Given request A:
From the text on takeover law below, extract the passage starting with "The importance of" and going on through "(acting in concert)", copying it word for word.

Extract provided:
--

The importance of the stock market price in determining compensation payments has thus been reinforced not only by recent case law but also by the Location Promotion Act and the new IDW Standard S 17. Nevertheless, IDW Standard S 17 has been subject to justified criticism for interpreting the fundamental recognition of the stock market price as an independent valuation method - as now required by the highest court's case law - in a somewhat restrictive manner in practice.
Judgments relevant for takeovers in 2025
ECJ rules on the attribution of voting rights in cases of concerted action without an agreement (acting in concert)
In its order of October 22, 2024 (Case No. II ZR 193/22), the Federal Court of Justice (BGH) referred the following question to the European Court of Justice (ECJ) regarding the disclosure obligation for voting rights in cases of concerted action without a prior "agreement": Should Article 3(1a), fourth subparagraph, point (iii) of Directive 2004/109/EC (the Transparency Directive) be interpreted as precluding section 34 para. 2 first sentence, case 2 of the German Securities Trading Act (Wertpapierhandelsgesetz, WpHG), which does not require an agreement between the party subject to the notification requirement and the third party for the attribution of voting rights, but instead allows for attribution based on coordinated conduct in any other manner, as established by factual circumstances?

--

Excerpts from a pointing dataset
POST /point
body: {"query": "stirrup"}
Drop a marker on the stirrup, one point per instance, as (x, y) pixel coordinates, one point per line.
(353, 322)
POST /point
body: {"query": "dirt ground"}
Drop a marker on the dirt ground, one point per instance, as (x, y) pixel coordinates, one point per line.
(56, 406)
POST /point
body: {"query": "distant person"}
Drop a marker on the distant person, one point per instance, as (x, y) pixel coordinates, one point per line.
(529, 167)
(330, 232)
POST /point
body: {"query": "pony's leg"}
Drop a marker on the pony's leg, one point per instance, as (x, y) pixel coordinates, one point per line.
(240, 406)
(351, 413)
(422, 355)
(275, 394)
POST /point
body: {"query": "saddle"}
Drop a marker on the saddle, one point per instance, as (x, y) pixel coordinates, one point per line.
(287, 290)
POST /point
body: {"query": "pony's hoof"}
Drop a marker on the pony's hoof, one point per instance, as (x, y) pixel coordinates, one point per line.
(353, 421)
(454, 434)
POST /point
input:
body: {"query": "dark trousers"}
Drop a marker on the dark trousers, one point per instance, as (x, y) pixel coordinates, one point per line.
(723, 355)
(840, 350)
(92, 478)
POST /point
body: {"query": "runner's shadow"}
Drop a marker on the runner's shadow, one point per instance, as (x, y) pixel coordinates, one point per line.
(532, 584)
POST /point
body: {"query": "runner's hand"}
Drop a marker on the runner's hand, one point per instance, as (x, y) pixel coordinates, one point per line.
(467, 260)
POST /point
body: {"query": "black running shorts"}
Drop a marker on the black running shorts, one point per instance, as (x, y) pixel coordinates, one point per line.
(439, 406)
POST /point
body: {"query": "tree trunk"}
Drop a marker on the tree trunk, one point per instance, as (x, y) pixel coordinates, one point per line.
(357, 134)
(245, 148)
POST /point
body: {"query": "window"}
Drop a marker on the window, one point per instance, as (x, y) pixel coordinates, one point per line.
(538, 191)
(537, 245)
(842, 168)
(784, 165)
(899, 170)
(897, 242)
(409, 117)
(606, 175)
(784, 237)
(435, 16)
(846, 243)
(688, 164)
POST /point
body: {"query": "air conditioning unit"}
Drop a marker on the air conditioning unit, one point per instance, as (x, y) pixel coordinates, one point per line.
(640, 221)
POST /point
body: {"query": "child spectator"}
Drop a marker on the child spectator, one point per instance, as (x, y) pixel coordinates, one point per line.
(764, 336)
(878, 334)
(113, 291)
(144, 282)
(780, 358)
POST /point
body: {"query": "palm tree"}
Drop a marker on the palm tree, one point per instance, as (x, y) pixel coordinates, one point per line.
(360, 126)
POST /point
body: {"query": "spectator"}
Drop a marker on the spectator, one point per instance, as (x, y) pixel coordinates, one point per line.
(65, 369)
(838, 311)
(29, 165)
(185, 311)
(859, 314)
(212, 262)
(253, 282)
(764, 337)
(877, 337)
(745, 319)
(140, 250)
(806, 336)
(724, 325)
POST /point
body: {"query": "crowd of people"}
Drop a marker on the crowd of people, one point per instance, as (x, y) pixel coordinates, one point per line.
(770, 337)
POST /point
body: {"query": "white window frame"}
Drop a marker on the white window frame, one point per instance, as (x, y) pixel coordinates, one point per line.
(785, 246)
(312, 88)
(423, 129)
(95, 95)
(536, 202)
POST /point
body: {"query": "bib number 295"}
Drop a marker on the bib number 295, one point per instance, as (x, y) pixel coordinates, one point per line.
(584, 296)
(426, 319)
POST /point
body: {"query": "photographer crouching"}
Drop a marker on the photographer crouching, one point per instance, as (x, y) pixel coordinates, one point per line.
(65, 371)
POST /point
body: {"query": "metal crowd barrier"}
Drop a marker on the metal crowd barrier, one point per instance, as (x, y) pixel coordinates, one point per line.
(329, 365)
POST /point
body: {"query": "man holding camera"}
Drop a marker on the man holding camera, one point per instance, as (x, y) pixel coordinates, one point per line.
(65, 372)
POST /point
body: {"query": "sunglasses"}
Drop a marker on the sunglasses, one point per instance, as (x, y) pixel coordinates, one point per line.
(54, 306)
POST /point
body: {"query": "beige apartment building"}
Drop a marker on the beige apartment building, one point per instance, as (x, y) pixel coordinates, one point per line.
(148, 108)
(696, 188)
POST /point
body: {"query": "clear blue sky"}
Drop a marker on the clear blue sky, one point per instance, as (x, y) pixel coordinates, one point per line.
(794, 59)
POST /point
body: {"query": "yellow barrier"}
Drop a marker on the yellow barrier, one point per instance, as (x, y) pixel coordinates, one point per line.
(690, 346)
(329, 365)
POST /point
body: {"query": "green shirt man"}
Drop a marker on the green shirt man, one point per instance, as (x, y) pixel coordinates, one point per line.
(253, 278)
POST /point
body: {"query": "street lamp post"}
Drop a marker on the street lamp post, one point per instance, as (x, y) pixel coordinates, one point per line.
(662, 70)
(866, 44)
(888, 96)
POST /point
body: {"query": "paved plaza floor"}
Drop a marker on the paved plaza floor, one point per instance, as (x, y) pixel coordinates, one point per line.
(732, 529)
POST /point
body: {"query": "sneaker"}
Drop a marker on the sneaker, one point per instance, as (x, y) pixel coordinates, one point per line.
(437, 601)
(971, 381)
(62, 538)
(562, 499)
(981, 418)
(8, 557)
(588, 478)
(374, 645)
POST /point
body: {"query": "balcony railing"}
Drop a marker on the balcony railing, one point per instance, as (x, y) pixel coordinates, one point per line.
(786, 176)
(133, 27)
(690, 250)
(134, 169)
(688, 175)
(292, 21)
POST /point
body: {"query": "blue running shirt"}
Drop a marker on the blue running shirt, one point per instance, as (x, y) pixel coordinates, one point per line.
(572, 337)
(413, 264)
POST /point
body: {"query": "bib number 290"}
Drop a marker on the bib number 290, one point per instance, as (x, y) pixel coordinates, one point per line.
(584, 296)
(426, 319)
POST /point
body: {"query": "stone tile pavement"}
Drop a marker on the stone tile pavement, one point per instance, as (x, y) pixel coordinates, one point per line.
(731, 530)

--

Given request B:
Filter the listing above, keeping every line that contains the string "building" and copying each such line in full.

Finished answer A:
The importance of the stock market price in determining compensation payments has thus been reinforced not only by recent case law but also by the Location Promotion Act and the new IDW Standard S 17. Nevertheless, IDW Standard S 17 has been subject to justified criticism for interpreting the fundamental recognition of the stock market price as an independent valuation method - as now required by the highest court's case law - in a somewhat restrictive manner in practice.
Judgments relevant for takeovers in 2025
ECJ rules on the attribution of voting rights in cases of concerted action without an agreement (acting in concert)

Finished answer B:
body: {"query": "beige apartment building"}
Drop a marker on the beige apartment building, one point per instance, as (x, y) pixel coordinates, one point per line.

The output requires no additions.